▶ **Problem to work on**
Search each line of the data for the word "giving"; copy every line where it is found.
_ _ _ _ _ _ _
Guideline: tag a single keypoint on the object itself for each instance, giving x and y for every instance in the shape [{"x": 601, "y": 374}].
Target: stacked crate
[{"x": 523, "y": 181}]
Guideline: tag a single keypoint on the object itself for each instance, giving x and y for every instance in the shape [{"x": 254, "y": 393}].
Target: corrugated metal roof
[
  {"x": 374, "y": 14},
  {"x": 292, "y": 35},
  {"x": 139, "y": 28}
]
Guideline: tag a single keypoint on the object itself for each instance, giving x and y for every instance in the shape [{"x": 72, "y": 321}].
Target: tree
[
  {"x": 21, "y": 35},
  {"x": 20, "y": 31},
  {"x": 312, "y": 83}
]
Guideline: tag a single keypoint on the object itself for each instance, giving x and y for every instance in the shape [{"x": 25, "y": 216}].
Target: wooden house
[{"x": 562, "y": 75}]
_ _ _ _ _ _ _
▶ **Solution for this exercise**
Guideline: tag a single keypoint on the object itself for each instance, giving x and y for every instance in the shape [{"x": 601, "y": 374}].
Guideline: tag a single keypoint on the object itself for each instance, giving x and y for every instance in the shape [{"x": 254, "y": 393}].
Guideline: tag a single keypoint on the object itself for each instance, giving x and y for every instance in the shape [{"x": 72, "y": 321}].
Guideline: tag a single keypoint on the object itself for each instance, giving x and y for every instance in the shape [{"x": 25, "y": 216}].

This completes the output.